» **SUPPLIED TEXT**
● ● ● ● ● ● ●

The Pujo Committee found that a cabal of financial leaders were abusing their public trust to consolidate control over many industries. Although Pujo left Congress in 1913, the findings of the committee inspired public support for ratification of the Sixteenth Amendment in 1913, passage of the Federal Reserve Act that same year, and passage of the Clayton Antitrust Act in 1914. They were also widely publicized in the Louis Brandeis book, Other People's Money and How the Bankers Use It.
While still a Congressman Pujo worked as a lumber company lawyer and helped suppress an IWW timber workers strike in 1912. Although the coroner charged the Galloway Lumber Company of Grabow, Louisiana with murder for shooting and killing three union strikers on July 7, 1912, the grand jury refused to indict and instead charged 58 union members with first degree murder. Pujo helped prosecute 9 but the jury returned a dismissal after 1 hour of deliberation and the remaining defendants were released. (Perlman and Taft, p. 246)

● ● ● ● ● ● ●

» **TASK INPUTS**
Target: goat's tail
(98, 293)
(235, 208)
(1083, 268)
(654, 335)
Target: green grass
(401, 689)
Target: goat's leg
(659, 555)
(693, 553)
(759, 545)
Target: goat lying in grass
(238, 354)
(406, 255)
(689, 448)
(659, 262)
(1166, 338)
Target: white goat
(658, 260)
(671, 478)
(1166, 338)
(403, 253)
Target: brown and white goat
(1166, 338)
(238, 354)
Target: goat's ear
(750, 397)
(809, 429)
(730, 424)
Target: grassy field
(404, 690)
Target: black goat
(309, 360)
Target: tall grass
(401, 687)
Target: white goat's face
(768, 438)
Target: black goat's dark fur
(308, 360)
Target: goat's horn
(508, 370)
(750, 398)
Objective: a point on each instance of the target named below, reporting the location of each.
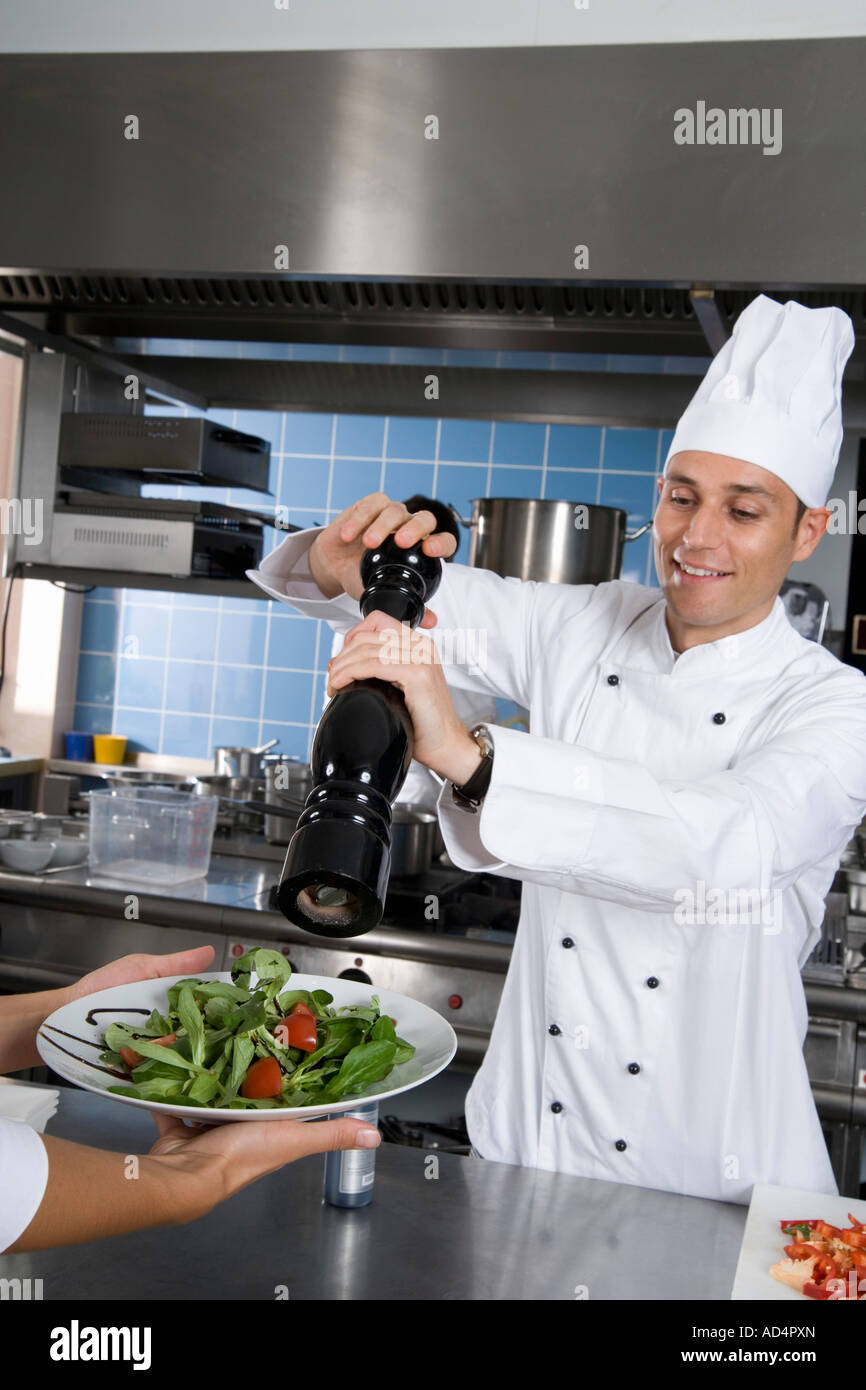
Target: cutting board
(763, 1241)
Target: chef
(692, 773)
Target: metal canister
(350, 1172)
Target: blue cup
(79, 748)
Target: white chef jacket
(638, 1041)
(24, 1173)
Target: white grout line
(544, 460)
(384, 453)
(164, 681)
(270, 606)
(435, 483)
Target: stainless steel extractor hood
(491, 198)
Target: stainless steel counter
(478, 1230)
(221, 904)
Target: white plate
(433, 1037)
(763, 1241)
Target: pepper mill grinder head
(338, 865)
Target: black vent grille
(116, 305)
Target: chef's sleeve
(563, 816)
(485, 623)
(24, 1175)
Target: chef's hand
(335, 555)
(380, 648)
(132, 968)
(93, 1193)
(210, 1164)
(22, 1015)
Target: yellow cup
(109, 748)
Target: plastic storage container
(150, 833)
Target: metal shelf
(128, 580)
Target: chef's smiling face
(724, 535)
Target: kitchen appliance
(163, 449)
(556, 542)
(337, 869)
(156, 535)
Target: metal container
(856, 890)
(241, 762)
(413, 840)
(556, 542)
(287, 786)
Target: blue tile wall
(181, 673)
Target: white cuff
(24, 1175)
(285, 576)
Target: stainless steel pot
(287, 786)
(556, 542)
(241, 762)
(414, 836)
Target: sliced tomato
(826, 1230)
(263, 1079)
(824, 1268)
(298, 1030)
(818, 1292)
(801, 1250)
(132, 1058)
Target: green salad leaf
(223, 1030)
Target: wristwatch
(473, 791)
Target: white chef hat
(773, 395)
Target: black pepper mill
(337, 869)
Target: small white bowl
(68, 852)
(28, 855)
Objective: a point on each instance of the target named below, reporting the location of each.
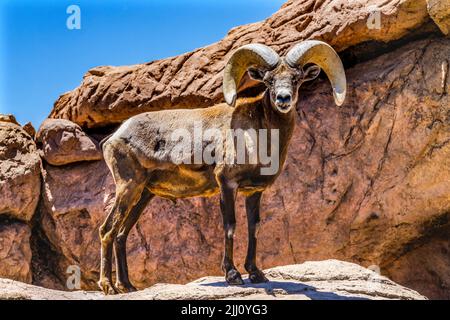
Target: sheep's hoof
(234, 278)
(124, 288)
(106, 286)
(257, 277)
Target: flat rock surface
(324, 280)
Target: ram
(146, 160)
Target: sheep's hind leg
(127, 195)
(227, 198)
(252, 205)
(123, 284)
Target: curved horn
(323, 55)
(250, 55)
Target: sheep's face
(283, 83)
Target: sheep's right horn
(250, 55)
(323, 55)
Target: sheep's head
(283, 76)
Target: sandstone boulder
(439, 11)
(367, 182)
(64, 142)
(15, 251)
(8, 118)
(321, 280)
(20, 178)
(109, 95)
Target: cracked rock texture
(63, 142)
(368, 182)
(111, 94)
(20, 183)
(322, 280)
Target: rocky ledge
(320, 280)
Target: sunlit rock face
(367, 182)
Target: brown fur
(137, 155)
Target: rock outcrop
(324, 280)
(15, 250)
(368, 182)
(63, 142)
(20, 179)
(20, 183)
(109, 95)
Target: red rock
(367, 183)
(109, 95)
(64, 142)
(15, 251)
(20, 177)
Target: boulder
(20, 177)
(367, 182)
(320, 280)
(15, 251)
(439, 11)
(63, 142)
(108, 95)
(8, 118)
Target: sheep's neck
(284, 122)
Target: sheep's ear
(311, 72)
(256, 74)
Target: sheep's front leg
(252, 205)
(227, 199)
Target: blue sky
(40, 58)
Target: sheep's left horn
(250, 55)
(323, 55)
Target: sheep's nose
(283, 98)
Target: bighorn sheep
(138, 153)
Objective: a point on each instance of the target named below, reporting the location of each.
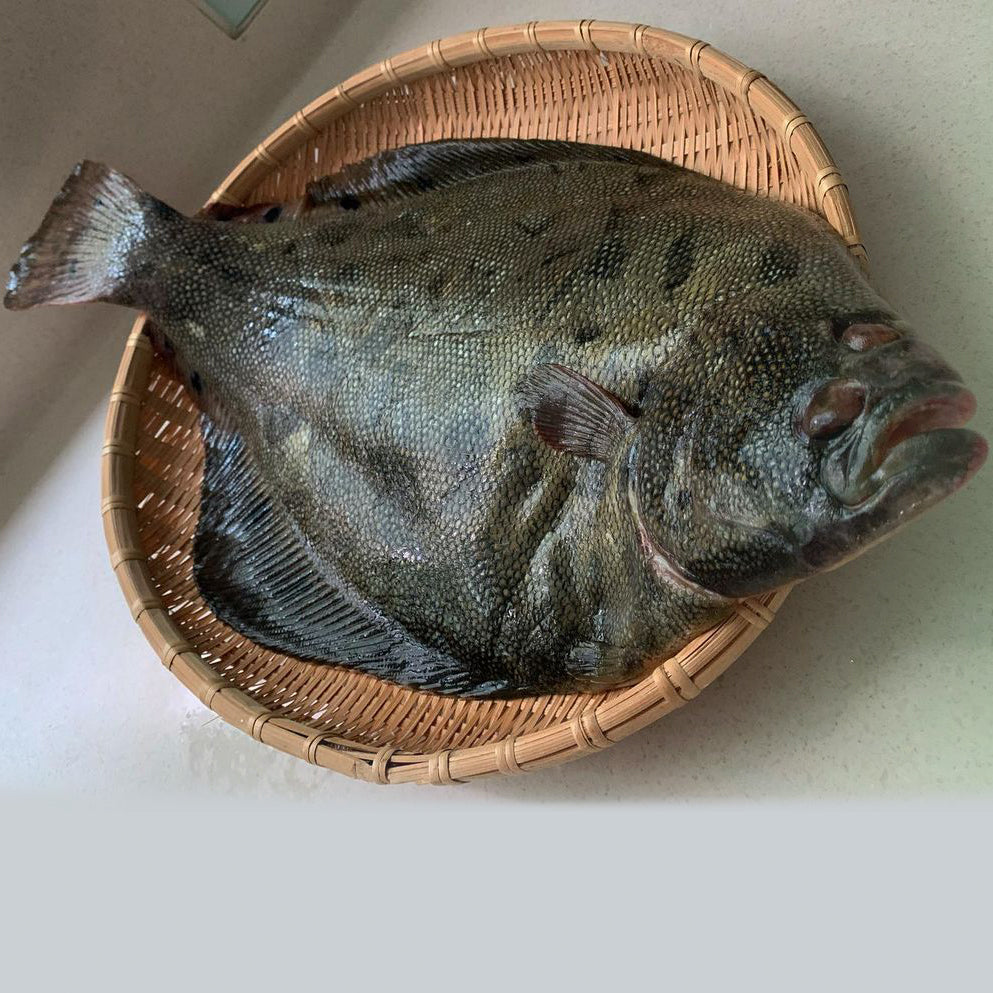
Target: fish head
(791, 445)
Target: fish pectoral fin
(571, 413)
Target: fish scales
(504, 417)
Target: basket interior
(616, 99)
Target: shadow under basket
(594, 81)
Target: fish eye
(833, 407)
(861, 336)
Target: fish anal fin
(258, 575)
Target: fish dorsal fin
(571, 413)
(415, 169)
(260, 576)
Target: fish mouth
(910, 452)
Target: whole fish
(512, 417)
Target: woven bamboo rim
(607, 82)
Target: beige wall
(875, 679)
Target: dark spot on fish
(159, 209)
(609, 258)
(559, 253)
(408, 226)
(345, 272)
(679, 261)
(534, 223)
(587, 333)
(395, 472)
(779, 263)
(438, 283)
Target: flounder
(496, 417)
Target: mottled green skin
(370, 358)
(363, 365)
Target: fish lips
(906, 453)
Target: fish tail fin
(84, 249)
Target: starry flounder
(509, 417)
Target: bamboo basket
(597, 81)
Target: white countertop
(875, 680)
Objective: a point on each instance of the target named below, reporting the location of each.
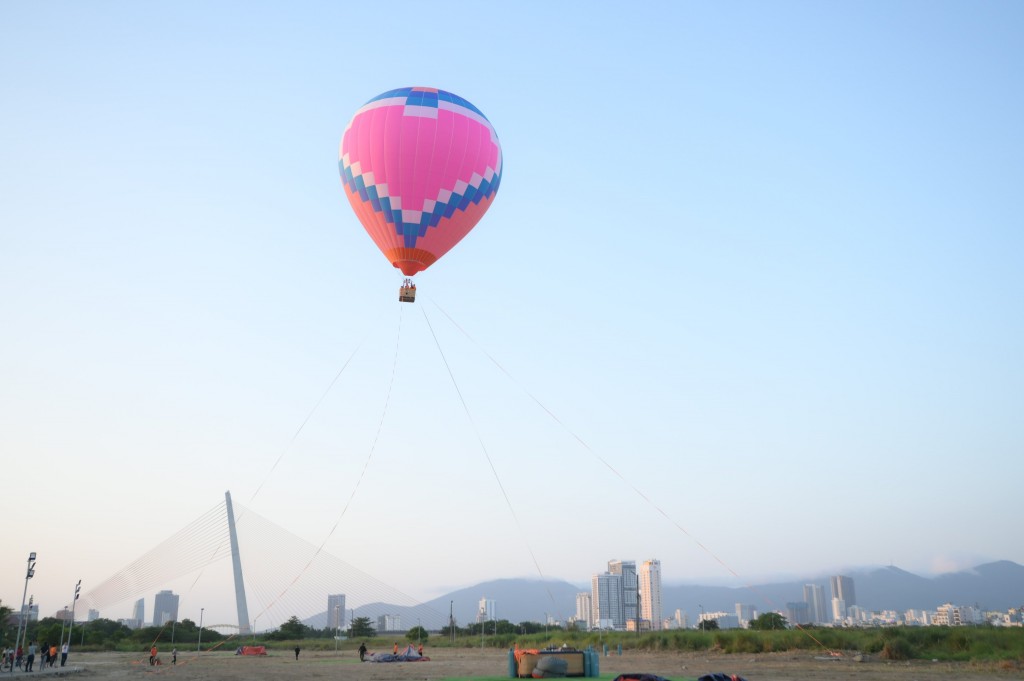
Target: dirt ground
(467, 664)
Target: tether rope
(486, 455)
(366, 465)
(617, 474)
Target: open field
(492, 665)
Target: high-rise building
(839, 609)
(745, 613)
(606, 601)
(138, 613)
(388, 623)
(165, 607)
(628, 570)
(336, 610)
(585, 614)
(842, 588)
(814, 597)
(798, 612)
(650, 592)
(485, 610)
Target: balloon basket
(407, 294)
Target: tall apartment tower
(485, 610)
(585, 614)
(606, 601)
(842, 588)
(336, 610)
(650, 592)
(628, 570)
(814, 597)
(138, 613)
(165, 607)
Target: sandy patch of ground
(448, 664)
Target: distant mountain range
(995, 586)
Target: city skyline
(736, 251)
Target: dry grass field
(489, 665)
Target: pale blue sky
(764, 258)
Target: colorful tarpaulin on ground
(410, 655)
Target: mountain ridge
(993, 586)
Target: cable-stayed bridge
(274, 575)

● ● ● ● ● ● ●

» **TASK 1**
Return the passage of the Pujo Committee text from "The Pujo Committee" to "Bankers Use It.".
» **TASK 2**
Please collect every line of the entries that contains the word "green".

» **RESULT 1**
The Pujo Committee found that a cabal of financial leaders were abusing their public trust to consolidate control over many industries. Although Pujo left Congress in 1913, the findings of the committee inspired public support for ratification of the Sixteenth Amendment in 1913, passage of the Federal Reserve Act that same year, and passage of the Clayton Antitrust Act in 1914. They were also widely publicized in the Louis Brandeis book, Other People's Money and How the Bankers Use It.

» **RESULT 2**
Target: green grass
Target: green salad leaf
Target: mottled green skin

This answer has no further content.